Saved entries
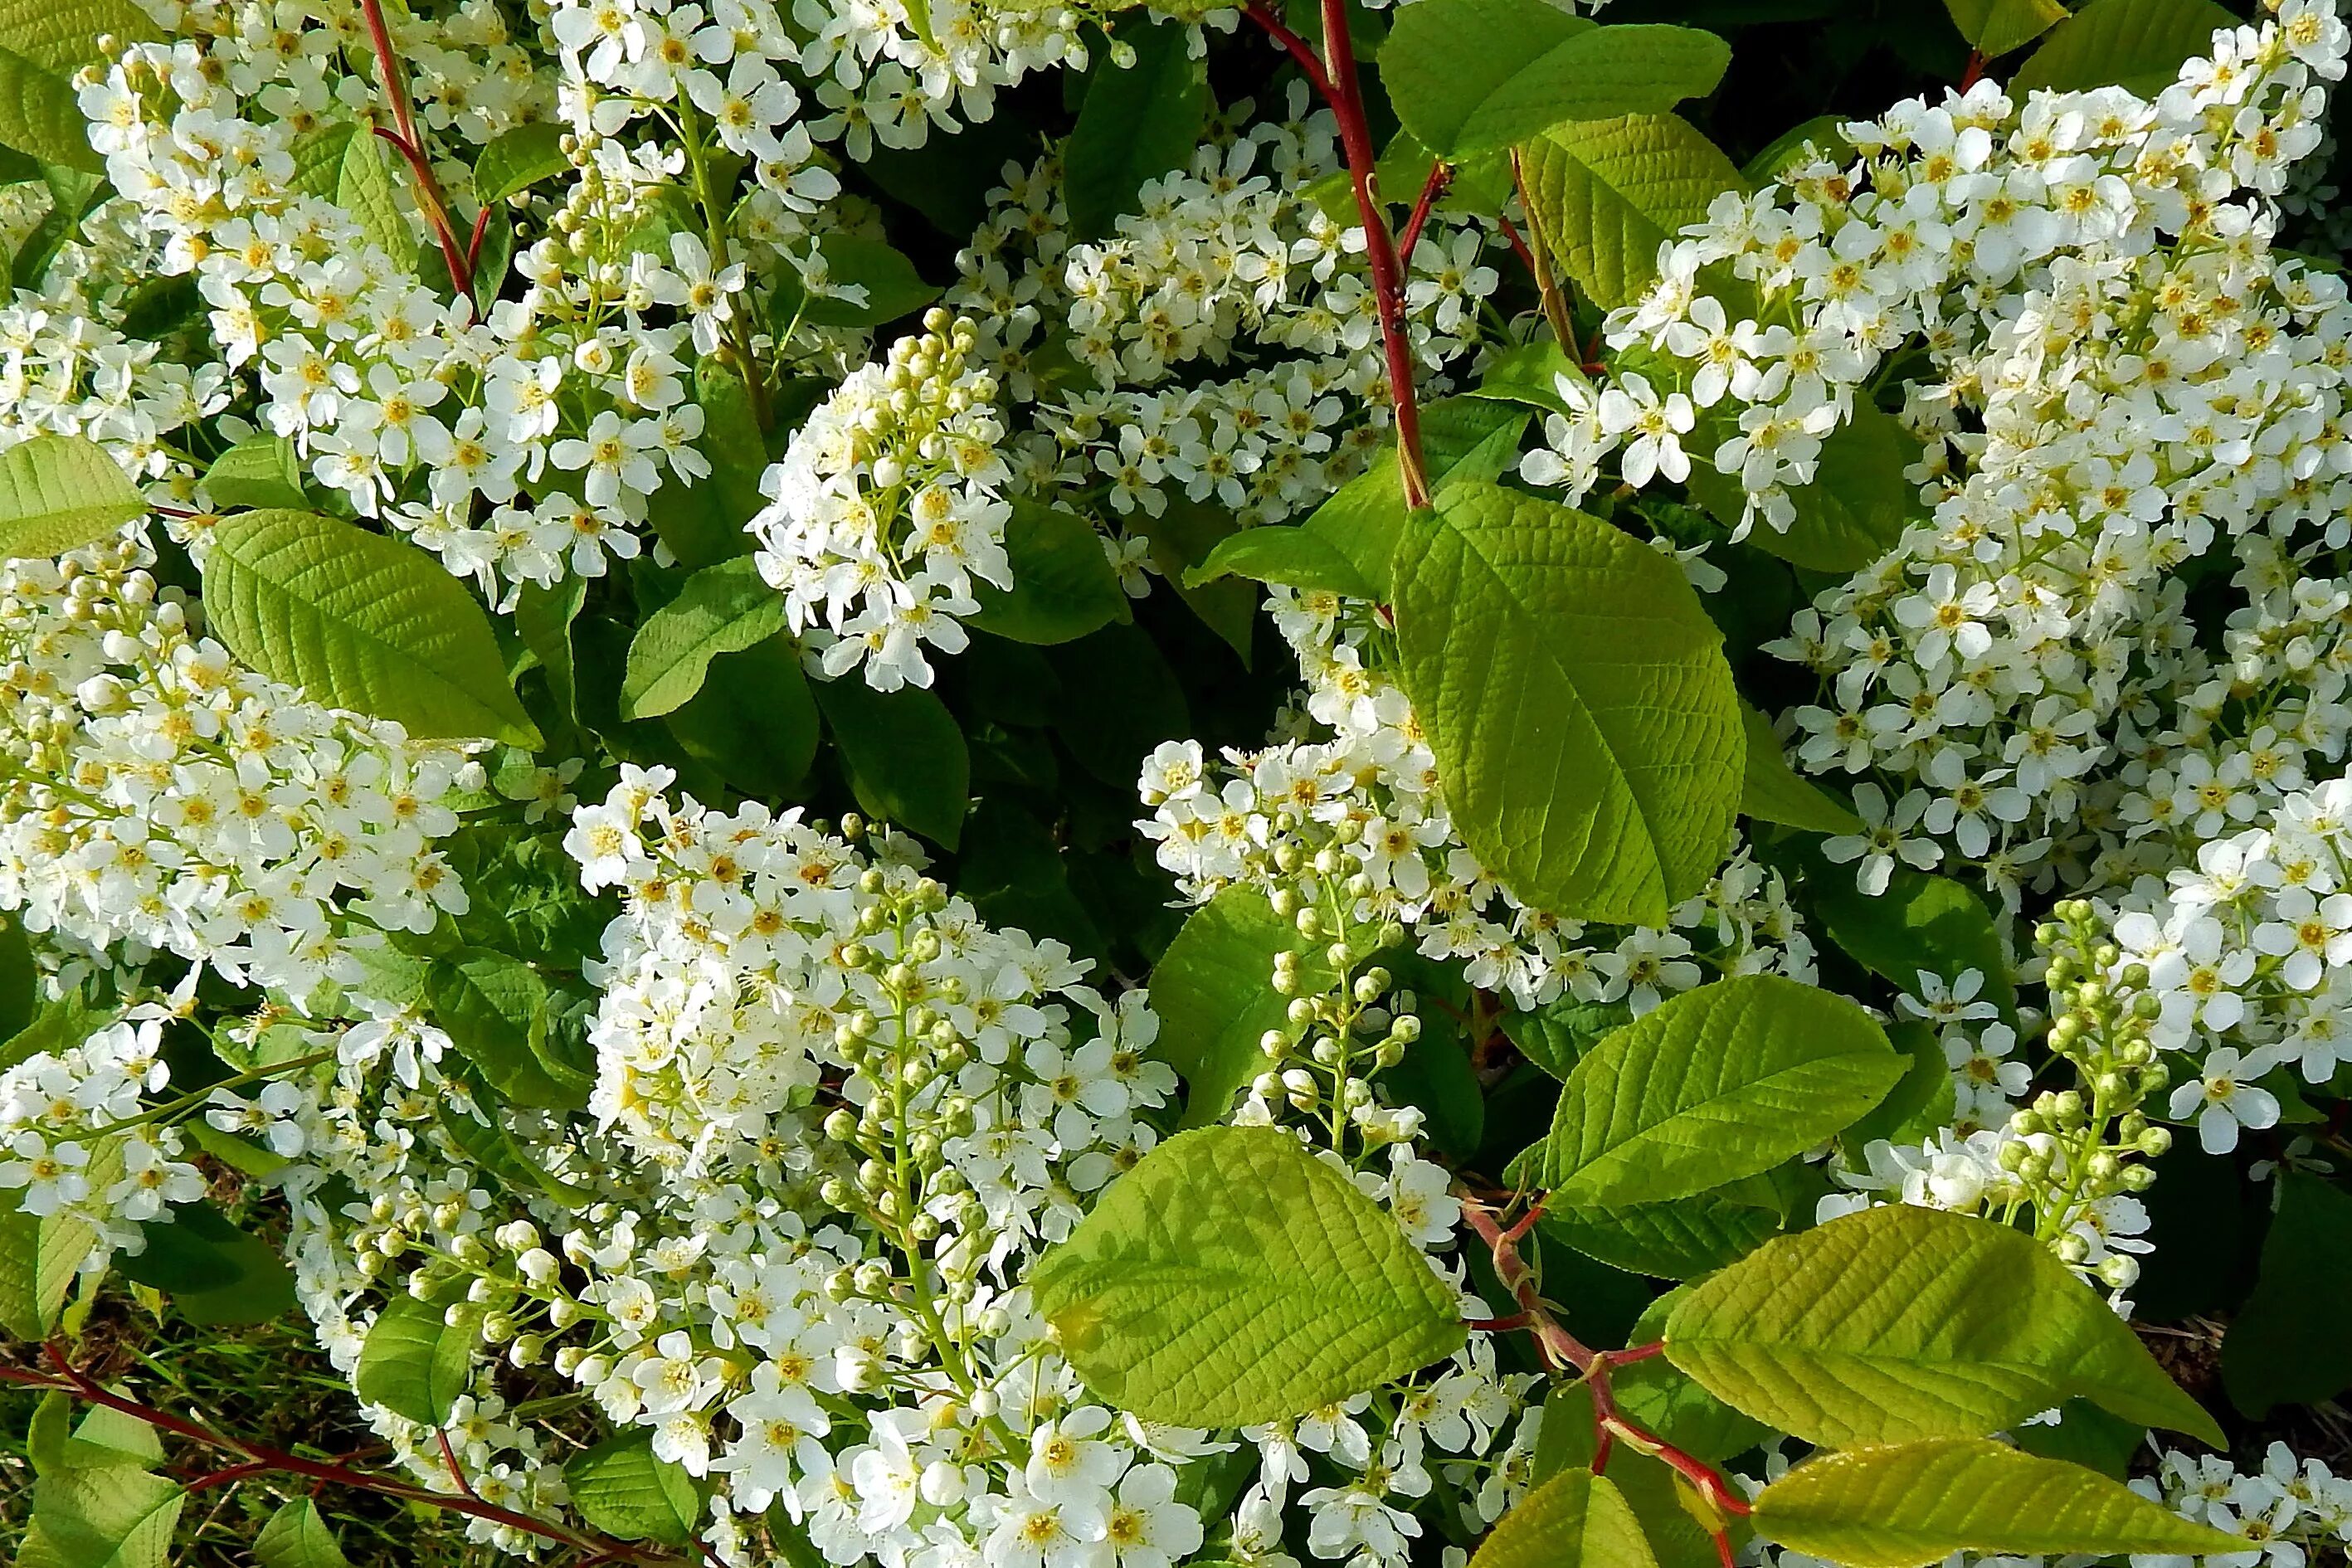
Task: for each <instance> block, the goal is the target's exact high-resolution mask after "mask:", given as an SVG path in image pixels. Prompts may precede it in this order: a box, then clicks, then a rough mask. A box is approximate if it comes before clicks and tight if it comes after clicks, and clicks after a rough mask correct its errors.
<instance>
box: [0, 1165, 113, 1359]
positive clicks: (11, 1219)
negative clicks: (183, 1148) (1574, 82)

### ABOUT THIS TASK:
Rewrite the lines of the data above as a numbered list, skipping blank lines and leaving out the images.

### TASK ANSWER:
1. Task: for each <instance> block, the goal is the target's exact high-resolution mask after "mask:", given as an SVG path in image pixels. Prompts may precede it in this order: a box, then clicks, then a rough mask. A box is approximate if it comes before clicks and tight if it comes after clicks, and clicks after a rough mask correct its errors.
2. <instance>
3. box: [0, 1165, 113, 1359]
4. positive clicks: (11, 1219)
5. negative clicks: (183, 1148) (1574, 82)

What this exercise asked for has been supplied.